*GIVEN TEXT*:

17 January 2010 – Searching for Answers (Cancer and Me 6)
So began another month in hospital. I started out under the care of the surgical team that had looked after me before, and with the same nursing team in the same ward.
I guess it probably took about two weeks for them to finally figure out what was wrong. Up to that point – those who have been seriously ill will recognize this kind of pattern – there was a regular cycle of different doctors (actually even the same doctors sometimes) asking me very similar questions: how did it start? Where does it hurt? When does it hurt?
There were daily blood tests. I didn’t mind so much when the phlebotomists themselves came round and took blood. That’s their job, and they’re good at it. For those unfamiliar with British medical needlework, nowadays it appears to be customary to give the patient a quick warning as the needle is about to puncture the skin (presumably to prevent the patient flinching or fainting with shock) – “sharp scratch”, they say, and then jab you. Well, when the phlebotomists say that, you hardly feel a thing! The people to watch out for are the junior doctors (especially around August, so I’m told, when they start their first placement after medical school). Their “sharp scratch” is quite painful, and they may not hit the vein cleanly first time either, so you may have to endure their second and third attempt before they admit defeat and ask their Registrar or a nurse to help them out (I discovered that it is good practice to hand over to another nurse or doctor to take blood or cannulate if one practitioner cannot get the needle in as required).
I wasn’t aware of which tests they were doing to my blood. I realize on reflection that they may have extended the tests at various points, depending on what they were seeing in other tests.
I wasn’t really told very much. I wasn’t told what they were looking for, or what each test was for. Sometimes I didn’t even know what was happening until it was fairly imminent. That, I suppose, is the advantage of being an inpatient. Things don’t have to be scheduled so far in advance. They can just call you from the ward, and a porter turns up to collect you.
So let’s see: I had a CT scan, and an MRI scan, and a chest x-ray. I also had another endoscopy – more of that later.
With a CT scan you have to have nothing to eat or drink for 4 hours (not a problem for me as I wasn’t really having very much anyway). Then you drink a special drink – a litre over the course of an hour. When you come in as an outpatient you have to take your clothes off and then be cannulated. Fortunately when I was in hospital I already had a cannular, as I was on a drip, so that saved them doing that bit. Then you are taken in to the scanning room. There you lie on a ‘bed’, put your arms above your head and have some dye injected into your vein. And then the bed is moved through the scanner, which is kind of like a big donut. The scan itself doesn’t take much more than 10 or 15 minutes.

*DATA SECTION*:
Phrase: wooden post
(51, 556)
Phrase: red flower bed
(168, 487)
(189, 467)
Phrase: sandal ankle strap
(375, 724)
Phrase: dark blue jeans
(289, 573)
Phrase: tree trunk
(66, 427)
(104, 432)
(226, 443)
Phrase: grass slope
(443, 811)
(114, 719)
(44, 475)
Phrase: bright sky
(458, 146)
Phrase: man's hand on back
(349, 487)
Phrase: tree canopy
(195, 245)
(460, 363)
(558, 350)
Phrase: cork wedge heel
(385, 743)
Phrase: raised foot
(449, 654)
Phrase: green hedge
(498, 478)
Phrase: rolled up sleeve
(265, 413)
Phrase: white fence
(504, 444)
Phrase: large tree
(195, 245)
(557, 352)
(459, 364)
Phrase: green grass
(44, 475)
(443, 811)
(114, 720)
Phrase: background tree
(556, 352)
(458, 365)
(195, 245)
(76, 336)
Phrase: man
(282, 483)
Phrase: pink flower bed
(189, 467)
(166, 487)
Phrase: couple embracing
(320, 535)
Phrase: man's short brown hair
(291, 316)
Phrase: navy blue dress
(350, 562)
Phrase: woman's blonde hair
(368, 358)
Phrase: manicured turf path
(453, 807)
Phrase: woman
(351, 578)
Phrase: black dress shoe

==

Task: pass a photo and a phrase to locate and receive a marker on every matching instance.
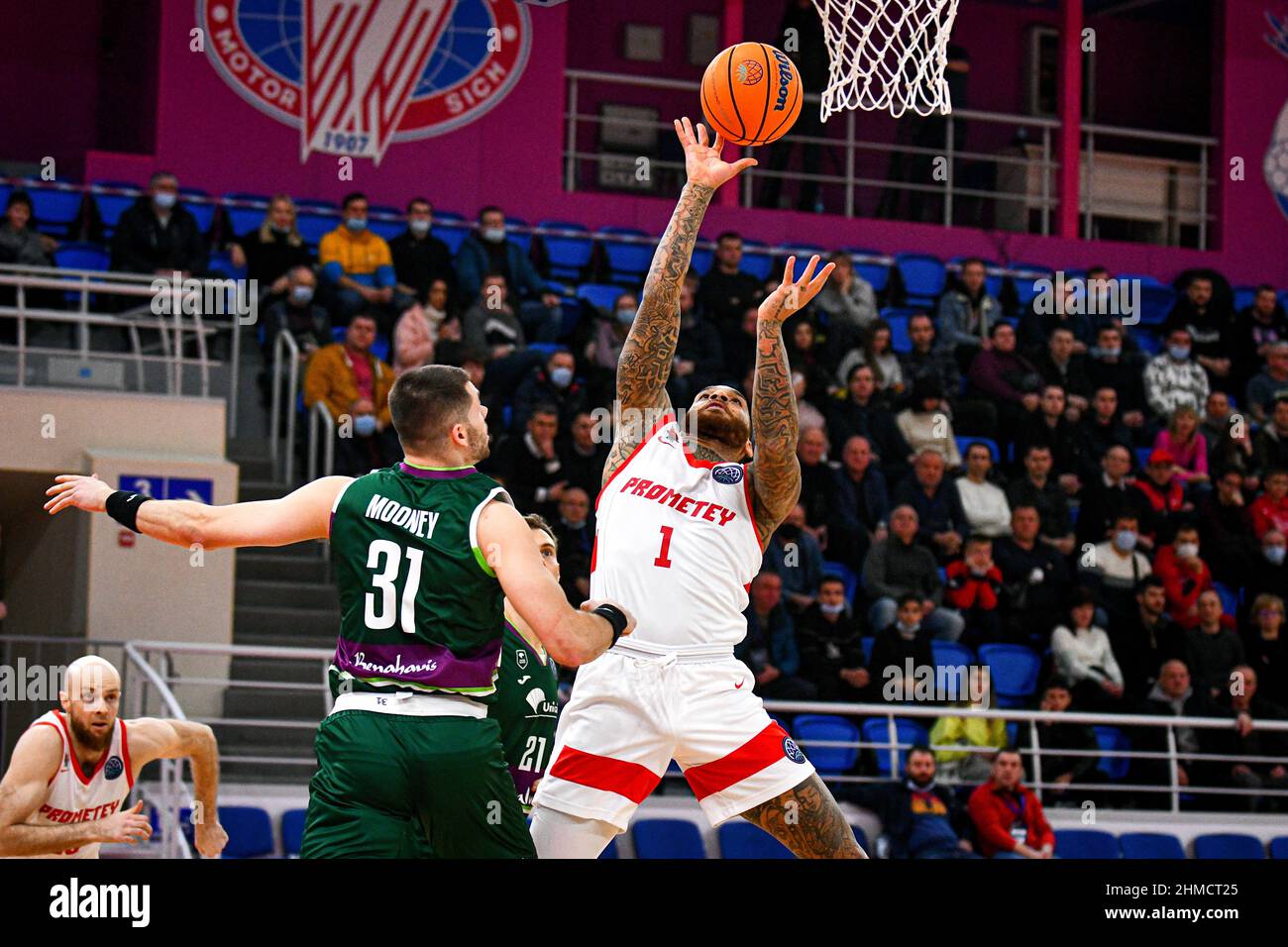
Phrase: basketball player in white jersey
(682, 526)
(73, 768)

*ACTIVITIES*:
#1 According to the hospital diary entry, how much of the special drink do you take before a CT scan, and over what period?
#2 Sum up the hospital diary entry in two sentences.

*ANSWERS BY ITEM NUMBER*:
#1 A liter over the course of an hour.

#2 The writer spent another month in the hospital, where it took about two weeks to find out what was wrong, with doctors repeatedly asking similar questions and daily blood tests that hurt more when junior doctors took them than when phlebotomists did. The writer was told little about the tests and had a CT scan, an MRI scan, a chest x-ray and another endoscopy, and the entry describes the CT scan process step by step.